> [EXERCISE DIRECTIONS]: Locate the line with "Annotate each church" in the material. Copy that line and each one after it, through the last, exactly and with nothing else.
START EXTRACTED INFORMATION
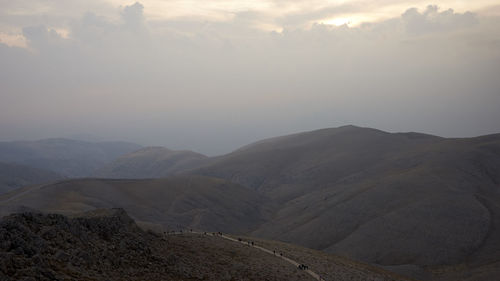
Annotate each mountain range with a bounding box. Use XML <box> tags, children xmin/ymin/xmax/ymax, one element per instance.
<box><xmin>0</xmin><ymin>126</ymin><xmax>500</xmax><ymax>280</ymax></box>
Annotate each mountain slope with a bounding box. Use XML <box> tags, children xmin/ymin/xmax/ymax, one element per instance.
<box><xmin>95</xmin><ymin>147</ymin><xmax>207</xmax><ymax>179</ymax></box>
<box><xmin>0</xmin><ymin>209</ymin><xmax>407</xmax><ymax>281</ymax></box>
<box><xmin>191</xmin><ymin>126</ymin><xmax>500</xmax><ymax>266</ymax></box>
<box><xmin>0</xmin><ymin>176</ymin><xmax>272</xmax><ymax>233</ymax></box>
<box><xmin>0</xmin><ymin>139</ymin><xmax>140</xmax><ymax>177</ymax></box>
<box><xmin>0</xmin><ymin>162</ymin><xmax>62</xmax><ymax>194</ymax></box>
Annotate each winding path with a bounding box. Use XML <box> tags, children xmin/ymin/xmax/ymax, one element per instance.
<box><xmin>167</xmin><ymin>231</ymin><xmax>325</xmax><ymax>281</ymax></box>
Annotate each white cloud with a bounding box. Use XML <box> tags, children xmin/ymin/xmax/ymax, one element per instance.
<box><xmin>0</xmin><ymin>3</ymin><xmax>500</xmax><ymax>153</ymax></box>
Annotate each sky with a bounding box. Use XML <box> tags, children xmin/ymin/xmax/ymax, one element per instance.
<box><xmin>0</xmin><ymin>0</ymin><xmax>500</xmax><ymax>155</ymax></box>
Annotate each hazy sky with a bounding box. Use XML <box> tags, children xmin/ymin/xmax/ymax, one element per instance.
<box><xmin>0</xmin><ymin>0</ymin><xmax>500</xmax><ymax>155</ymax></box>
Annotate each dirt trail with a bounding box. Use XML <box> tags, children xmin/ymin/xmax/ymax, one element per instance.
<box><xmin>167</xmin><ymin>231</ymin><xmax>325</xmax><ymax>281</ymax></box>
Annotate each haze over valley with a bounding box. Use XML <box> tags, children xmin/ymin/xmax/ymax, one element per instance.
<box><xmin>0</xmin><ymin>0</ymin><xmax>500</xmax><ymax>281</ymax></box>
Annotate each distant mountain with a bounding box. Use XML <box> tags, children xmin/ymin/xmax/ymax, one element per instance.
<box><xmin>0</xmin><ymin>176</ymin><xmax>271</xmax><ymax>233</ymax></box>
<box><xmin>96</xmin><ymin>147</ymin><xmax>208</xmax><ymax>179</ymax></box>
<box><xmin>0</xmin><ymin>162</ymin><xmax>62</xmax><ymax>194</ymax></box>
<box><xmin>0</xmin><ymin>126</ymin><xmax>500</xmax><ymax>280</ymax></box>
<box><xmin>192</xmin><ymin>126</ymin><xmax>500</xmax><ymax>274</ymax></box>
<box><xmin>0</xmin><ymin>139</ymin><xmax>141</xmax><ymax>177</ymax></box>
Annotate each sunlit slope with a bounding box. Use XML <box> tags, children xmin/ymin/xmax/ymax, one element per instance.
<box><xmin>0</xmin><ymin>176</ymin><xmax>268</xmax><ymax>233</ymax></box>
<box><xmin>194</xmin><ymin>126</ymin><xmax>500</xmax><ymax>265</ymax></box>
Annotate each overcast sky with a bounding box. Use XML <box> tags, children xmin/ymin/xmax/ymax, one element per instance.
<box><xmin>0</xmin><ymin>0</ymin><xmax>500</xmax><ymax>155</ymax></box>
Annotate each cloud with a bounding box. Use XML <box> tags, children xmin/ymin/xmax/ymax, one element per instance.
<box><xmin>402</xmin><ymin>5</ymin><xmax>478</xmax><ymax>34</ymax></box>
<box><xmin>121</xmin><ymin>2</ymin><xmax>145</xmax><ymax>28</ymax></box>
<box><xmin>0</xmin><ymin>3</ymin><xmax>500</xmax><ymax>154</ymax></box>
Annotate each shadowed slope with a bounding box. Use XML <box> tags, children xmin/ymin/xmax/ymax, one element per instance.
<box><xmin>0</xmin><ymin>209</ymin><xmax>414</xmax><ymax>281</ymax></box>
<box><xmin>188</xmin><ymin>126</ymin><xmax>500</xmax><ymax>274</ymax></box>
<box><xmin>0</xmin><ymin>176</ymin><xmax>269</xmax><ymax>233</ymax></box>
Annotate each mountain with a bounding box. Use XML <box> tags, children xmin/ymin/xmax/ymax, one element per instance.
<box><xmin>0</xmin><ymin>162</ymin><xmax>62</xmax><ymax>194</ymax></box>
<box><xmin>0</xmin><ymin>126</ymin><xmax>500</xmax><ymax>280</ymax></box>
<box><xmin>0</xmin><ymin>209</ymin><xmax>408</xmax><ymax>281</ymax></box>
<box><xmin>0</xmin><ymin>138</ymin><xmax>141</xmax><ymax>177</ymax></box>
<box><xmin>0</xmin><ymin>176</ymin><xmax>272</xmax><ymax>233</ymax></box>
<box><xmin>191</xmin><ymin>126</ymin><xmax>500</xmax><ymax>274</ymax></box>
<box><xmin>95</xmin><ymin>147</ymin><xmax>208</xmax><ymax>179</ymax></box>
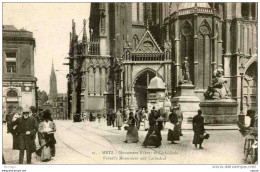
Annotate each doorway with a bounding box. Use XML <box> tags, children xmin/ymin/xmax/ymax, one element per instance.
<box><xmin>134</xmin><ymin>70</ymin><xmax>155</xmax><ymax>109</ymax></box>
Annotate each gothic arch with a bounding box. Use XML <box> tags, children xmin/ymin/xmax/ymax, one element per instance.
<box><xmin>4</xmin><ymin>88</ymin><xmax>21</xmax><ymax>97</ymax></box>
<box><xmin>132</xmin><ymin>67</ymin><xmax>164</xmax><ymax>85</ymax></box>
<box><xmin>244</xmin><ymin>56</ymin><xmax>257</xmax><ymax>72</ymax></box>
<box><xmin>133</xmin><ymin>35</ymin><xmax>139</xmax><ymax>49</ymax></box>
<box><xmin>199</xmin><ymin>19</ymin><xmax>211</xmax><ymax>37</ymax></box>
<box><xmin>181</xmin><ymin>20</ymin><xmax>192</xmax><ymax>37</ymax></box>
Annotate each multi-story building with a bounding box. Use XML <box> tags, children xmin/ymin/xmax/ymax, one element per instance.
<box><xmin>3</xmin><ymin>25</ymin><xmax>37</xmax><ymax>119</ymax></box>
<box><xmin>68</xmin><ymin>2</ymin><xmax>257</xmax><ymax>118</ymax></box>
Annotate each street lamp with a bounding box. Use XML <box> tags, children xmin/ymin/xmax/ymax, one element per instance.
<box><xmin>239</xmin><ymin>63</ymin><xmax>245</xmax><ymax>124</ymax></box>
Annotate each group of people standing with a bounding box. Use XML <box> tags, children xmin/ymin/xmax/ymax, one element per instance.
<box><xmin>7</xmin><ymin>107</ymin><xmax>56</xmax><ymax>164</ymax></box>
<box><xmin>121</xmin><ymin>106</ymin><xmax>205</xmax><ymax>149</ymax></box>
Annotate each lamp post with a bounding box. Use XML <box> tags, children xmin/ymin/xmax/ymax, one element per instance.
<box><xmin>239</xmin><ymin>63</ymin><xmax>245</xmax><ymax>124</ymax></box>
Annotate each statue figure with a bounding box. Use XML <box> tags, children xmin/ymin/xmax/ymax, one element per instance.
<box><xmin>204</xmin><ymin>69</ymin><xmax>230</xmax><ymax>100</ymax></box>
<box><xmin>179</xmin><ymin>57</ymin><xmax>191</xmax><ymax>84</ymax></box>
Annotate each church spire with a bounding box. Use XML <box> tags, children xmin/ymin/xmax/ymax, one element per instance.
<box><xmin>49</xmin><ymin>58</ymin><xmax>58</xmax><ymax>100</ymax></box>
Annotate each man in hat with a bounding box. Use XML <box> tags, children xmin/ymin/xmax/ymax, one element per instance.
<box><xmin>173</xmin><ymin>103</ymin><xmax>183</xmax><ymax>136</ymax></box>
<box><xmin>12</xmin><ymin>110</ymin><xmax>38</xmax><ymax>164</ymax></box>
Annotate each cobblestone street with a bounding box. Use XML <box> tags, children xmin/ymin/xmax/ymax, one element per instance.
<box><xmin>3</xmin><ymin>121</ymin><xmax>244</xmax><ymax>164</ymax></box>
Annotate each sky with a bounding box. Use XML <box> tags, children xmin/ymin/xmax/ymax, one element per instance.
<box><xmin>3</xmin><ymin>3</ymin><xmax>90</xmax><ymax>94</ymax></box>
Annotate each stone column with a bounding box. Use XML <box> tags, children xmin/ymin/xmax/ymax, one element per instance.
<box><xmin>248</xmin><ymin>2</ymin><xmax>253</xmax><ymax>20</ymax></box>
<box><xmin>243</xmin><ymin>24</ymin><xmax>248</xmax><ymax>54</ymax></box>
<box><xmin>174</xmin><ymin>16</ymin><xmax>181</xmax><ymax>87</ymax></box>
<box><xmin>99</xmin><ymin>67</ymin><xmax>103</xmax><ymax>95</ymax></box>
<box><xmin>93</xmin><ymin>68</ymin><xmax>96</xmax><ymax>95</ymax></box>
<box><xmin>212</xmin><ymin>9</ymin><xmax>220</xmax><ymax>74</ymax></box>
<box><xmin>193</xmin><ymin>14</ymin><xmax>199</xmax><ymax>89</ymax></box>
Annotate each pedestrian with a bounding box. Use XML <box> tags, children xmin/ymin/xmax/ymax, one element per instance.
END EXTRACTED INFORMATION
> [OUTPUT FOR THIS EXERCISE]:
Annotate each church spire with a bounding box. Use XML <box> tags, children xmin/ymin/xmax/ymax, one element per instance.
<box><xmin>49</xmin><ymin>58</ymin><xmax>58</xmax><ymax>100</ymax></box>
Annotate each man in hat with a bounding box. Use XML <box> tags, children xmin/ymin/xmax/ymax, one element per instance.
<box><xmin>173</xmin><ymin>103</ymin><xmax>183</xmax><ymax>136</ymax></box>
<box><xmin>12</xmin><ymin>110</ymin><xmax>38</xmax><ymax>164</ymax></box>
Annotate each cobblestone street with a bounding box. Use XML <box> tags, children xmin/ymin/xmax/ymax, one element per instance.
<box><xmin>3</xmin><ymin>121</ymin><xmax>244</xmax><ymax>164</ymax></box>
Annotate each sky with a bounding box. Use XML <box> tags, children xmin/ymin/xmax/ymax, one element per instance.
<box><xmin>3</xmin><ymin>3</ymin><xmax>90</xmax><ymax>94</ymax></box>
Annotate each stone column with a bounding box. Use XML <box> tags, children xmin/ymin/xmax/ymax, one element per instance.
<box><xmin>248</xmin><ymin>2</ymin><xmax>253</xmax><ymax>20</ymax></box>
<box><xmin>243</xmin><ymin>24</ymin><xmax>248</xmax><ymax>54</ymax></box>
<box><xmin>174</xmin><ymin>16</ymin><xmax>181</xmax><ymax>87</ymax></box>
<box><xmin>99</xmin><ymin>67</ymin><xmax>103</xmax><ymax>95</ymax></box>
<box><xmin>93</xmin><ymin>68</ymin><xmax>96</xmax><ymax>95</ymax></box>
<box><xmin>212</xmin><ymin>9</ymin><xmax>220</xmax><ymax>74</ymax></box>
<box><xmin>193</xmin><ymin>14</ymin><xmax>199</xmax><ymax>89</ymax></box>
Annotate each pedestrian with a bounding box. Use XML <box> tags, children xmin/ymin/xmax/ymax, one element per instance.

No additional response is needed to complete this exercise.